▶ **Task instructions**
Give back the full data character for character.

Segment Open

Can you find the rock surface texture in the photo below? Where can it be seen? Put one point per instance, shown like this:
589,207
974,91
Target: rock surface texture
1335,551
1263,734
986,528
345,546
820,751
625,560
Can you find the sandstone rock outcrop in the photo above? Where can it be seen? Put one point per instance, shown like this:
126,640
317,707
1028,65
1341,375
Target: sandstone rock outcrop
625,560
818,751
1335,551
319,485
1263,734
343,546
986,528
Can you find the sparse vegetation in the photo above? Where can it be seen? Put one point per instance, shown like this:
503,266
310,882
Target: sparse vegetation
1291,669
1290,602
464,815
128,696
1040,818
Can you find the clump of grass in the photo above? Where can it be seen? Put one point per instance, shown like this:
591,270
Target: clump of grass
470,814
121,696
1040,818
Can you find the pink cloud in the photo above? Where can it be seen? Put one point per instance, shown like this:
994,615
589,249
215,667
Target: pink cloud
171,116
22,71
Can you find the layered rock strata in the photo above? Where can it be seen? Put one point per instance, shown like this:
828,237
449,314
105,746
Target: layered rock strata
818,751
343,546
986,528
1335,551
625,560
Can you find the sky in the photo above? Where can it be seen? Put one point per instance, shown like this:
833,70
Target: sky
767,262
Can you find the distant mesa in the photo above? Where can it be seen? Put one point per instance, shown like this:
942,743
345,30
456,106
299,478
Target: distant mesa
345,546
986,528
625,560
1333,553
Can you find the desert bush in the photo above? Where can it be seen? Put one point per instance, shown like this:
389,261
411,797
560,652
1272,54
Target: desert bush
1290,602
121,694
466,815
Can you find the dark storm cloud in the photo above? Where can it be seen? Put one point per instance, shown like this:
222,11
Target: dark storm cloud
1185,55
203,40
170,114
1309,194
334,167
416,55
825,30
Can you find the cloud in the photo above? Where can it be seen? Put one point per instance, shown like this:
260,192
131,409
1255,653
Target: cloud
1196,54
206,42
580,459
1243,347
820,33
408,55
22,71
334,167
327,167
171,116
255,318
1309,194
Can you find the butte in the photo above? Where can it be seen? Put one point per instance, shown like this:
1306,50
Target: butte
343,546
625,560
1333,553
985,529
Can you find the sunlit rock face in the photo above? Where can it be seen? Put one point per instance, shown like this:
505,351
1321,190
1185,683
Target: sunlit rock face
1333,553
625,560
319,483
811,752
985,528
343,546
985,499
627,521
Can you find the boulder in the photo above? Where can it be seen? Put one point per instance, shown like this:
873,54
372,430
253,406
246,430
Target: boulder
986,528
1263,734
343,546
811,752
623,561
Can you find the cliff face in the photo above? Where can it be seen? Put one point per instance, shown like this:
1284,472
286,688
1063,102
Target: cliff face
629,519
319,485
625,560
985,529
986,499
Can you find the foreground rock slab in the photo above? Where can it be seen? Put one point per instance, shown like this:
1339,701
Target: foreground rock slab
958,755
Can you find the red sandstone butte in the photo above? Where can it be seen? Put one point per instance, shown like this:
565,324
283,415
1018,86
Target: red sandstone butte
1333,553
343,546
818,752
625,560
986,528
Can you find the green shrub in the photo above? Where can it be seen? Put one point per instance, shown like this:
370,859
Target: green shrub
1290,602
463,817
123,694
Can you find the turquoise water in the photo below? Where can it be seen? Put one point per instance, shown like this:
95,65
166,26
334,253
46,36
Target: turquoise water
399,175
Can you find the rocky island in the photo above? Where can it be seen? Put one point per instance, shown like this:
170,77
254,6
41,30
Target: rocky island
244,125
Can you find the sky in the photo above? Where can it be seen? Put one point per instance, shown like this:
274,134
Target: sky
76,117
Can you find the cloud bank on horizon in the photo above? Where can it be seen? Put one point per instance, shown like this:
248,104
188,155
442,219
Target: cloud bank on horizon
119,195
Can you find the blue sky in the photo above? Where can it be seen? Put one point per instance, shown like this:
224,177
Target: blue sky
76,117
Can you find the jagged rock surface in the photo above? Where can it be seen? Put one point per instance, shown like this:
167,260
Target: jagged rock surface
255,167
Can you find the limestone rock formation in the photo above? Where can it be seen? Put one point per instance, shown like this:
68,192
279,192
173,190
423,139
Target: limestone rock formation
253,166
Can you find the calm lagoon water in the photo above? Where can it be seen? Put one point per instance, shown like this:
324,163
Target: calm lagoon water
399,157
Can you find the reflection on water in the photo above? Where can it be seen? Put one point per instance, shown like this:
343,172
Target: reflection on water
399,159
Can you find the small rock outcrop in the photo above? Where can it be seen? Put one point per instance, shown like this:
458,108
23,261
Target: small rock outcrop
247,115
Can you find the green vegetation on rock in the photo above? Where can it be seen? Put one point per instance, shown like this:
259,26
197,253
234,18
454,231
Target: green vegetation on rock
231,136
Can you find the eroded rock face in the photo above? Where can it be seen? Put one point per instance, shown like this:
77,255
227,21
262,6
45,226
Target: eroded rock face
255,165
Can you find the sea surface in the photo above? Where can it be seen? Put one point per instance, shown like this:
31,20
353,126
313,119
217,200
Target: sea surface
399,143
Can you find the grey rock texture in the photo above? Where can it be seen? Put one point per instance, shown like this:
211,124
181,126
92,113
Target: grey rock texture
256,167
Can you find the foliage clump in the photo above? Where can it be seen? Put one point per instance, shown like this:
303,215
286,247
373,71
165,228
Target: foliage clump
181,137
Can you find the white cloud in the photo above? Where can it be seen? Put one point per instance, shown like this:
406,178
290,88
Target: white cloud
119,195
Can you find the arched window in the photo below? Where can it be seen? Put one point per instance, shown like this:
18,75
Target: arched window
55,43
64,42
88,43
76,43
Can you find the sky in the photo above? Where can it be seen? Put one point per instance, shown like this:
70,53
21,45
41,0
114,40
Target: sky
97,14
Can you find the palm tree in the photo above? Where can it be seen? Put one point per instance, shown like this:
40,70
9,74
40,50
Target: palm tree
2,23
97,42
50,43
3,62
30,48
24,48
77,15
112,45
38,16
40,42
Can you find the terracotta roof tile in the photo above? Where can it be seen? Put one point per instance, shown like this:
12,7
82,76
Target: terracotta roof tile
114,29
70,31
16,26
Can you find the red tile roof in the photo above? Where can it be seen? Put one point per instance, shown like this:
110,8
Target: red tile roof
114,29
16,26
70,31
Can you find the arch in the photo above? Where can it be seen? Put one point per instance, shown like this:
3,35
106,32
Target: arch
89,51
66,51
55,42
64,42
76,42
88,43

Segment Closed

▶ **Solved problem**
Can you find the rock surface texture in the photo below? Where can it be seen? Put one point per instance, shown like this:
589,207
974,91
Target: rock surface texture
1335,551
1263,734
986,528
345,546
820,751
625,560
Can you find the sandstone rock outcrop in the photo above? Where can it be seen? Put one point per instance, shown like this:
126,640
317,707
1028,65
1341,375
Target: sandstone rock outcrop
625,560
818,751
1335,551
319,485
1263,734
343,546
986,528
Can you find the sparse vegetation in the photo above? Where can it be seen? Put one point per instance, shown like this:
503,266
310,882
Target: sparse vegetation
1291,669
1290,602
464,815
128,696
1040,818
Can you find the clump of grass in the photo above? Where can it be seen? Put one point per instance, shown like this:
591,270
Target: clump of grass
470,814
121,696
1040,818
Can you find the pink cloud in the photo above? Where can it be seen? Put one point per instance, shown like this:
994,615
589,249
215,667
Target: pink cloud
171,116
22,71
Can you find the layered rock strata in the photo above? Where can it be seen? Put one point per instance, shown like this:
828,237
449,314
105,746
Target: layered rock strata
818,751
343,546
986,528
1335,551
625,560
Can you find the sky in the photo above? Where can it be seen? Put one point per instance, shown like this:
833,70
Target: sky
767,262
Can you find the distant mesa in the photo above? Where can it be seen? Put one point per instance, shown like this:
942,743
345,30
456,106
299,478
Target: distant mesa
345,546
986,528
625,560
1333,553
Can you find the desert bush in the photo above? Where can it be seen? Put one point per instance, shown like this:
389,261
411,797
560,652
1272,54
Target: desert bush
1290,602
121,694
466,815
Can you find the dark storm cloud in the photo above? Where can it be seen? Put one point per instance, shown like this:
222,11
Target: dark storm cloud
1185,55
203,40
170,114
1309,194
334,167
416,55
825,30
Can you find the cloud in the photo above? Where can it be seen? Put one point per instance, shown like this:
260,192
131,409
1255,653
Target: cloud
1196,54
206,42
580,459
1243,347
820,33
408,55
22,71
334,167
327,167
171,116
255,318
1309,194
Can you find the butte in the photo above? Where can it be seen? Put one point per instance, shown like this:
1306,50
Target: butte
343,546
625,560
1333,553
985,529
Can you find the sunlit rock face in the photo above? Where can it be seen? Put one point per instance, shown like this:
505,351
1321,190
1185,683
Target: sunlit rock face
1333,553
625,560
319,483
811,752
985,528
343,546
985,499
627,521
Can you find the boulder in the photo above? Where can it be seen? Put one point per instance, shown like this:
873,54
372,430
253,406
246,430
Target: boulder
986,528
1263,734
343,546
811,752
623,561
Can you find the cliff face in the photo above? Where can it be seen? Put one point per instance, shown like this:
1284,472
286,688
1063,102
Target: cliff face
629,519
319,485
625,560
985,529
986,499
Can you find the foreground rock slab in the photo above? Where can it be seen? Put one point per instance, shown like this:
1339,701
Target: foreground rock slab
958,755
Can you find the red sandstone butte in the photo above? Where can it be seen? Put one point per instance, shown like this:
565,324
283,415
1018,86
Target: red sandstone butte
1333,553
343,546
818,752
625,560
986,528
Can you find the green shrub in the photo above? Where can it be seen? Put one point per instance, shown like this:
370,859
Target: green shrub
1290,602
463,817
123,694
Can you find the turquoise water in the photo below? Where can it be seen? Put one point per instance, shown like this:
95,65
166,26
334,253
46,36
Target: turquoise water
399,175
Can you find the rocky island in the photo above? Where can it be seen? Put one point per instance, shown like this:
170,77
254,6
41,30
Target: rocky island
244,125
Can you find the sky in the photo above? Where can it be seen? Put one point per instance, shown like this:
274,134
Target: sky
76,117
Can you find the cloud bank on horizon in the photo above? Where can it be seen? Put one point per instance, shown like this:
248,104
188,155
442,219
Target: cloud bank on horizon
119,195
Can you find the blue sky in the photo above? Where can it be seen? Put one point per instance, shown like this:
224,177
Target: blue sky
76,117
Can you find the jagged rock surface in the photo above? Where can it be seen? Put one point per instance, shown like this:
167,260
Target: jagged rock surface
255,167
Can you find the limestone rock formation in the photo above? Where can it be seen? Put one point per instance, shown like this:
68,192
279,192
173,190
423,139
Target: limestone rock formation
253,166
Can you find the calm lagoon water in the photo above? Where can it be seen? Put one point per instance, shown like this:
324,163
Target: calm lagoon water
399,157
Can you find the reflection on water in the photo above? Where can it be seen? Put one point per instance, shown like this:
343,172
Target: reflection on water
399,159
Can you find the small rock outcrop in the photo above? Where can it be seen? Put one point per instance, shown like this:
458,108
23,261
Target: small rock outcrop
247,115
Can you find the green vegetation on rock in the photo above? Where can it be seen? Put one point per instance, shown like this:
259,26
197,253
234,18
454,231
Target: green vegetation on rock
231,136
Can you find the eroded rock face in the photo above? Where can it be seen? Put one point per instance, shown like this:
77,255
227,21
262,6
45,226
Target: eroded rock face
255,165
Can you find the sea surface in the photo above? Where can it be seen? Put one point per instance, shown like this:
31,20
353,126
313,119
217,200
Target: sea surface
399,143
Can you find the grey rock texture in the photo above? Where can it be seen? Put one point per instance, shown like this:
211,124
181,126
92,113
Target: grey rock texture
256,167
Can you find the foliage clump in the photo above? Where can it be seen? Put one point per instance, shown like this:
303,215
286,247
373,71
165,228
Target: foliage clump
181,137
Can you find the white cloud in the photo above? Where can it be seen? Put one point per instance, shown like this:
406,178
290,88
Target: white cloud
119,195
Can you find the arched window in the photo below? Where can it be seen? Put one point per instance, shown like this:
18,75
Target: arched window
55,43
64,42
88,43
76,43
Can you find the sky in the photo above? Where can it be seen? Put one point per instance, shown like this:
70,53
21,45
41,0
114,40
Target: sky
97,14
Can you find the palm tree in the photo above? Where can it be seen? Put one point per instance, shown like this:
40,70
9,74
40,50
Target: palm tree
2,23
97,42
50,43
3,62
30,48
24,48
77,15
112,45
38,16
40,42
Can you find the terracotta roof tile in the photo above? Where can it be seen? Put one point per instance, shown like this:
12,7
82,76
Target: terracotta roof tile
114,29
70,31
16,26
Can you find the red tile roof in the photo above? Where can it be seen? Put one point per instance, shown like this:
110,8
Target: red tile roof
114,29
16,26
70,31
Can you find the arch in the photo above? Where can it be seen? Put one point per instance, shown like this:
3,35
106,32
Target: arch
89,51
66,51
55,42
64,42
76,42
88,43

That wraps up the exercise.